**EXERCISE:** Copy every line, leaving nothing out and adding nothing.

**DATA SHOWN:**
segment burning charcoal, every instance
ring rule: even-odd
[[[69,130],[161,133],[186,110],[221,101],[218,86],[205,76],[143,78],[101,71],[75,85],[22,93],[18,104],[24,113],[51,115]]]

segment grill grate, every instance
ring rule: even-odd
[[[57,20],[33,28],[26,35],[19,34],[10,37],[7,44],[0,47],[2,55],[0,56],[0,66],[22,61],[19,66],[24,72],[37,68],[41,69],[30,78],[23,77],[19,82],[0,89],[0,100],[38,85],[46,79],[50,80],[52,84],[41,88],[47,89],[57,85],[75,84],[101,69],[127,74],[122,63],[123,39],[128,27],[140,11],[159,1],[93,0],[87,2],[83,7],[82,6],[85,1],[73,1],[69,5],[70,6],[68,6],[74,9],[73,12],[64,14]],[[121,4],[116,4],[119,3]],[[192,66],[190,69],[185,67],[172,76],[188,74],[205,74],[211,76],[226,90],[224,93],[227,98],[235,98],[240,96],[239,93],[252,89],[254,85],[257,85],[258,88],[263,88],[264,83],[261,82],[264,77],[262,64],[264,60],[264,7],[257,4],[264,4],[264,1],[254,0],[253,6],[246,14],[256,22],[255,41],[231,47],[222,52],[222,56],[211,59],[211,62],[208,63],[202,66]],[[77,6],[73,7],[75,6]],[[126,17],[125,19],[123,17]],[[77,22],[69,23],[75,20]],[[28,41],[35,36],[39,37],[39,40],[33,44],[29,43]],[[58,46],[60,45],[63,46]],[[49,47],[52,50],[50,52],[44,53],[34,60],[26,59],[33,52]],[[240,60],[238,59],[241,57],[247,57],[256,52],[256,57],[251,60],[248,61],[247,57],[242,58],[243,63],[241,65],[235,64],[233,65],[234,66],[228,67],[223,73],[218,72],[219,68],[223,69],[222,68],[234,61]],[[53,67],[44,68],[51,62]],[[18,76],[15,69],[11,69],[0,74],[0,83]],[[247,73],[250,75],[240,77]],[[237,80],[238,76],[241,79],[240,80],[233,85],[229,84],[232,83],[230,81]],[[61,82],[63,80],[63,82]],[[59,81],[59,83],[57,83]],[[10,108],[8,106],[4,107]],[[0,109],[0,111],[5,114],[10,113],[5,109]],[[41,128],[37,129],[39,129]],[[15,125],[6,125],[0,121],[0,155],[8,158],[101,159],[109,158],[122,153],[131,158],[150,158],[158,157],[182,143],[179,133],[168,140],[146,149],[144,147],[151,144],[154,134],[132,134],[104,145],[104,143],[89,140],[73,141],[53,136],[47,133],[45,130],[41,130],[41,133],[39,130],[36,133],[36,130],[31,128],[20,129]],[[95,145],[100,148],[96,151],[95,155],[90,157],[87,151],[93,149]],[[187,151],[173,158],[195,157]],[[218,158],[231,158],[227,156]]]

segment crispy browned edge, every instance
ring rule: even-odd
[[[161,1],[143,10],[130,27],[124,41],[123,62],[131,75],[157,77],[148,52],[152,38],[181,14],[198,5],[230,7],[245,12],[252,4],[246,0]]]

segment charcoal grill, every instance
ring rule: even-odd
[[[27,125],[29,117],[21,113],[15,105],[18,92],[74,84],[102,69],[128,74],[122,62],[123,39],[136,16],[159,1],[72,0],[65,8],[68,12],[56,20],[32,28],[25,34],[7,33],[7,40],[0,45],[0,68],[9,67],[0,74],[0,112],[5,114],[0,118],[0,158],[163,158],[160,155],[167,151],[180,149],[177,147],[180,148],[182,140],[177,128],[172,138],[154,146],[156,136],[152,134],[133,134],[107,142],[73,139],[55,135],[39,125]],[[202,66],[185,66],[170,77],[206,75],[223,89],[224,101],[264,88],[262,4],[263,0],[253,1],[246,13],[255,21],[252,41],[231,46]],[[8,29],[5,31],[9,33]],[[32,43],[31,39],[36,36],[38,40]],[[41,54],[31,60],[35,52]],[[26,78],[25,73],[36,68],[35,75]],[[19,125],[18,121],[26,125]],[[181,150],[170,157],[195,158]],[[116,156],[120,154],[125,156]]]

**SOLUTION BELOW:**
segment burning charcoal, every instance
ring rule: even-odd
[[[69,130],[161,133],[186,110],[221,101],[218,86],[205,76],[143,78],[101,71],[75,85],[22,93],[18,104],[24,113],[51,115]]]

segment grill grate, every instance
ring rule: even-odd
[[[57,20],[33,28],[26,35],[19,34],[10,37],[7,44],[0,47],[2,55],[0,56],[0,66],[22,61],[19,66],[24,72],[37,68],[41,69],[30,78],[23,77],[19,82],[0,89],[0,100],[38,85],[46,79],[50,80],[52,84],[41,88],[47,89],[57,85],[75,84],[101,69],[127,74],[122,63],[123,39],[128,27],[140,11],[159,1],[93,0],[87,2],[83,7],[82,6],[85,1],[73,1],[69,5],[70,6],[68,6],[74,9],[73,12],[64,14]],[[121,4],[116,4],[119,3]],[[192,66],[190,69],[185,67],[172,76],[188,74],[205,74],[211,76],[226,90],[224,93],[227,98],[235,98],[240,96],[239,93],[252,89],[254,85],[257,85],[258,88],[263,88],[264,83],[261,82],[264,77],[262,64],[264,60],[264,7],[257,4],[264,4],[264,1],[254,0],[253,6],[246,14],[256,22],[255,41],[231,47],[222,52],[222,56],[211,59],[211,62],[208,63],[202,66]],[[77,6],[73,7],[75,6]],[[126,17],[125,19],[123,17]],[[77,22],[69,23],[75,20]],[[28,41],[35,36],[39,37],[39,40],[33,44],[29,43]],[[58,46],[60,45],[63,46]],[[49,47],[52,50],[50,52],[44,53],[34,60],[26,59],[33,52]],[[240,60],[238,59],[241,57],[247,57],[256,52],[256,57],[251,60],[248,61],[247,57],[242,58],[243,63],[241,65],[235,64],[233,65],[234,66],[228,67],[223,73],[218,72],[219,68],[223,69],[222,68],[234,61]],[[53,67],[44,68],[51,62]],[[18,76],[15,69],[11,69],[0,74],[0,83]],[[247,73],[250,75],[240,77]],[[237,80],[238,76],[241,79],[240,80],[233,85],[229,84],[232,83],[230,81]],[[61,82],[63,80],[63,82]],[[59,81],[59,83],[57,83]],[[10,108],[8,106],[4,107]],[[0,109],[0,111],[5,114],[10,113],[5,109]],[[41,128],[37,129],[39,129]],[[15,125],[6,125],[0,121],[0,155],[8,158],[101,159],[109,158],[122,153],[131,158],[150,158],[158,157],[182,143],[179,133],[168,140],[146,149],[144,147],[151,144],[154,134],[132,134],[104,145],[104,143],[89,140],[73,141],[53,136],[47,133],[45,130],[41,130],[41,133],[39,130],[36,133],[36,130],[31,128],[20,129]],[[95,145],[100,148],[96,151],[95,155],[90,157],[87,151],[93,149]],[[187,151],[173,158],[195,157]],[[218,158],[231,158],[227,156]]]

segment crispy browned edge, every instance
ring rule: even-odd
[[[161,1],[143,10],[130,27],[124,41],[123,62],[131,75],[157,77],[148,52],[152,38],[181,14],[198,5],[230,7],[245,12],[252,4],[246,0]]]

segment charcoal grill, every instance
ring rule: even-odd
[[[27,125],[29,117],[21,113],[15,105],[18,92],[74,84],[102,69],[128,74],[122,62],[123,39],[136,16],[159,1],[72,0],[65,8],[68,12],[56,20],[32,28],[25,34],[7,33],[7,40],[0,45],[0,68],[9,67],[0,74],[0,112],[5,114],[0,118],[0,158],[163,158],[160,155],[167,151],[180,149],[177,147],[180,148],[182,140],[177,128],[172,138],[154,146],[156,136],[152,134],[133,134],[107,142],[73,139],[55,135],[39,125]],[[202,66],[185,66],[170,77],[206,75],[223,89],[224,101],[264,88],[262,4],[263,0],[253,1],[246,13],[255,21],[252,41],[231,46]],[[8,29],[5,31],[9,33]],[[32,43],[31,39],[36,36],[38,40]],[[41,54],[31,60],[35,52]],[[26,78],[25,73],[36,68],[35,75]],[[19,125],[18,121],[26,125]],[[181,150],[170,157],[195,158]],[[116,156],[120,154],[125,156]]]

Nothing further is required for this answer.